WORK TASK
Search the records for the string "siding", then copy each line where it appears.

Stored records:
━━━━
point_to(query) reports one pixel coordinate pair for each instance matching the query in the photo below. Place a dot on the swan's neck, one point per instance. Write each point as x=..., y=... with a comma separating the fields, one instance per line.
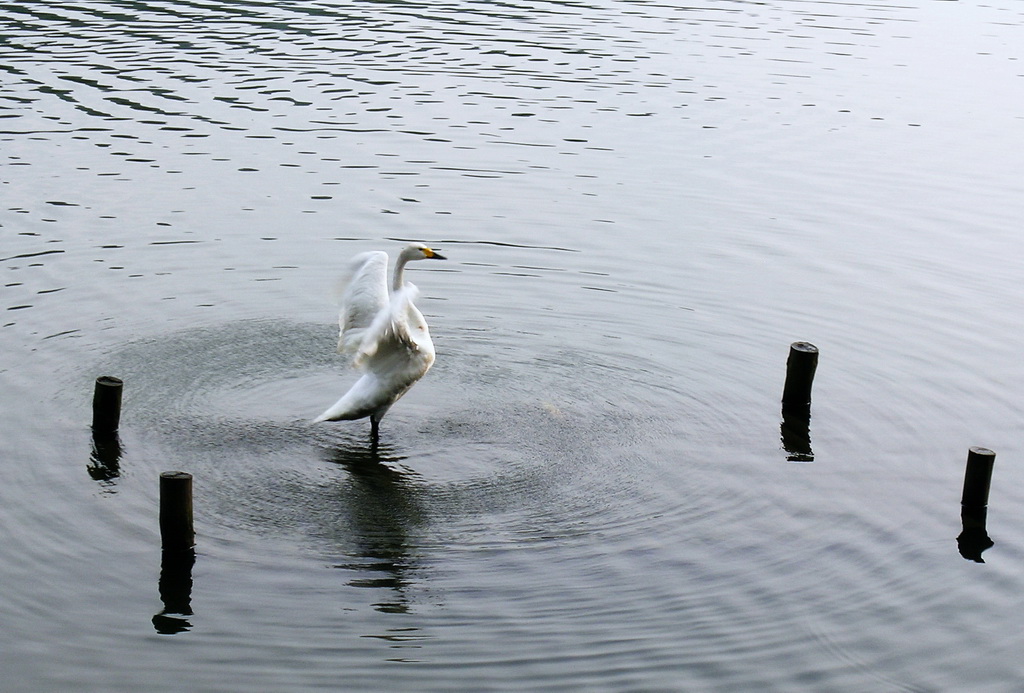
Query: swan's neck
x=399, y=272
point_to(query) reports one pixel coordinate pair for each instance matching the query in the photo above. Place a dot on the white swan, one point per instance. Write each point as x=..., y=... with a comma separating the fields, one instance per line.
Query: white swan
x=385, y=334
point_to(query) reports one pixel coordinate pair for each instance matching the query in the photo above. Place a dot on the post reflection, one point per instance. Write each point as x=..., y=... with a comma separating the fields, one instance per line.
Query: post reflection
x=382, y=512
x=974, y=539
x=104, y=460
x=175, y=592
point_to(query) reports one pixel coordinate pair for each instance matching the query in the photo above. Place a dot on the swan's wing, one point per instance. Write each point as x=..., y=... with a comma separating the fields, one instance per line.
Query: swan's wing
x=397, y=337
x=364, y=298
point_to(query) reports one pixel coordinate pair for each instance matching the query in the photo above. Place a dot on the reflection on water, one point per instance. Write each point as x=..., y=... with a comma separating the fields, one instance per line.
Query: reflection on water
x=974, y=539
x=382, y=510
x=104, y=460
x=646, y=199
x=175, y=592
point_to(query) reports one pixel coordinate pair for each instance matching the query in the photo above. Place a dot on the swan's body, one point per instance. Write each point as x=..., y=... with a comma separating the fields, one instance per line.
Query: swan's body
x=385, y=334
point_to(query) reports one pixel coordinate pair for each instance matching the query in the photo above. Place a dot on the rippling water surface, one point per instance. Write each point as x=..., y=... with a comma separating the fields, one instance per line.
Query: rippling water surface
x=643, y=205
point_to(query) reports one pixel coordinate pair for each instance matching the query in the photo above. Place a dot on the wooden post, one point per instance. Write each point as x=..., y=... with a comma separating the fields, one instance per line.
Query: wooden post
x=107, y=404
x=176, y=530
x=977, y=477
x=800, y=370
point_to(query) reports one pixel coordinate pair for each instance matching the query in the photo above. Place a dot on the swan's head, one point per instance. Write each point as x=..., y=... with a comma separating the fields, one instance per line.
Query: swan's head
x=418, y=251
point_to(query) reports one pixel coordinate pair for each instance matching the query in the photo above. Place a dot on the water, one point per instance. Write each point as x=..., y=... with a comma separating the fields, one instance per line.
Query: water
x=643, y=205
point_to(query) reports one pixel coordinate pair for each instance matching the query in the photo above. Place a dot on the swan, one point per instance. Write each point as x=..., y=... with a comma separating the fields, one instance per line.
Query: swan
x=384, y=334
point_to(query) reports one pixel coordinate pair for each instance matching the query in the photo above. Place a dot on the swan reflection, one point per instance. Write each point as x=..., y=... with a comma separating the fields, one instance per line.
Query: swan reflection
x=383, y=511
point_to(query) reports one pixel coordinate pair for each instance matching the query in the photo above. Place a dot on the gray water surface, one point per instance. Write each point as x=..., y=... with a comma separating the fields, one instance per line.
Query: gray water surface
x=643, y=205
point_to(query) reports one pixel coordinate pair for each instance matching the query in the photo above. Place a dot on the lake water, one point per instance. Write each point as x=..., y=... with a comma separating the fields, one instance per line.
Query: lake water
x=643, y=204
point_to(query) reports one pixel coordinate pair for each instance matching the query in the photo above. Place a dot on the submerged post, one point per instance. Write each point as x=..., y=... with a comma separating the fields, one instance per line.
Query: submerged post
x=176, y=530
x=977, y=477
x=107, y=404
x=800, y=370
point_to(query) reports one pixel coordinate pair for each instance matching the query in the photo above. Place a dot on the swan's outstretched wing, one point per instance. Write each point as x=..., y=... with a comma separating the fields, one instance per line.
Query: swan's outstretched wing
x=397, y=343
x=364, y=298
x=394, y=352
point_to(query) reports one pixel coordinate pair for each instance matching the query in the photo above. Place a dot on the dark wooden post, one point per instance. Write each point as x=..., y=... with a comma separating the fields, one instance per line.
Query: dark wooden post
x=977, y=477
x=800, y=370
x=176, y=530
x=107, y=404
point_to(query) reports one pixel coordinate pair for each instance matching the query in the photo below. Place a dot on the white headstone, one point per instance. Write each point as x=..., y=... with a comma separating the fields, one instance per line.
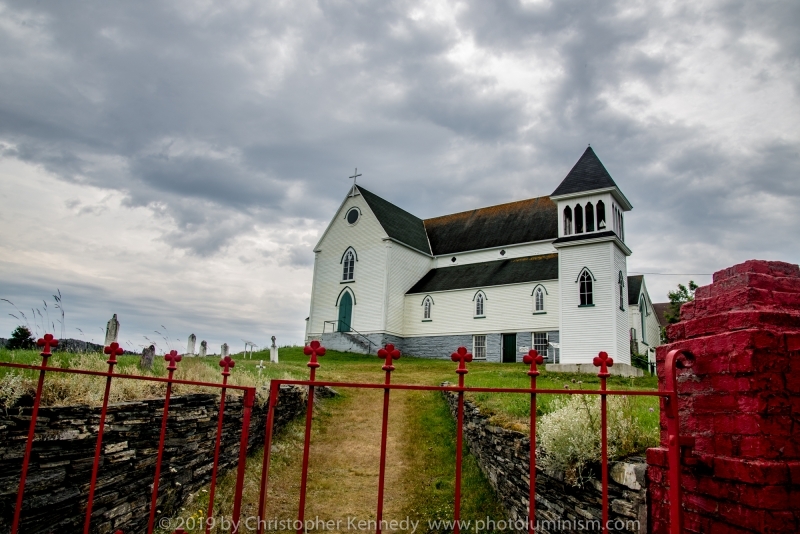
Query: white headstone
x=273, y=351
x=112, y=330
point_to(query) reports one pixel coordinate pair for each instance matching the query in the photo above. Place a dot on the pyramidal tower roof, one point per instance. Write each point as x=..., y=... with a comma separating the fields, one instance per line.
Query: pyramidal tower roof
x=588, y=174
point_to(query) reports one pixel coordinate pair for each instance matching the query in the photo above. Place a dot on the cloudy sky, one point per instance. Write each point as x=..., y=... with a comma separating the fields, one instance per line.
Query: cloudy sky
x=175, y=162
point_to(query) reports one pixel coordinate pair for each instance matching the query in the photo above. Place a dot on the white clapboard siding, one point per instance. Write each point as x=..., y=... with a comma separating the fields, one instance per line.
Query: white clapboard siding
━━━━
EXERCISE RESPONSE
point_to(query) reports one pixel coordinate pair for each instance matching the query in the photo above. Place a dot on the white clapboard siding, one point per instance. Write each point as x=..., y=... with a comma separating the fields, one instance per line.
Query: white clapboard siding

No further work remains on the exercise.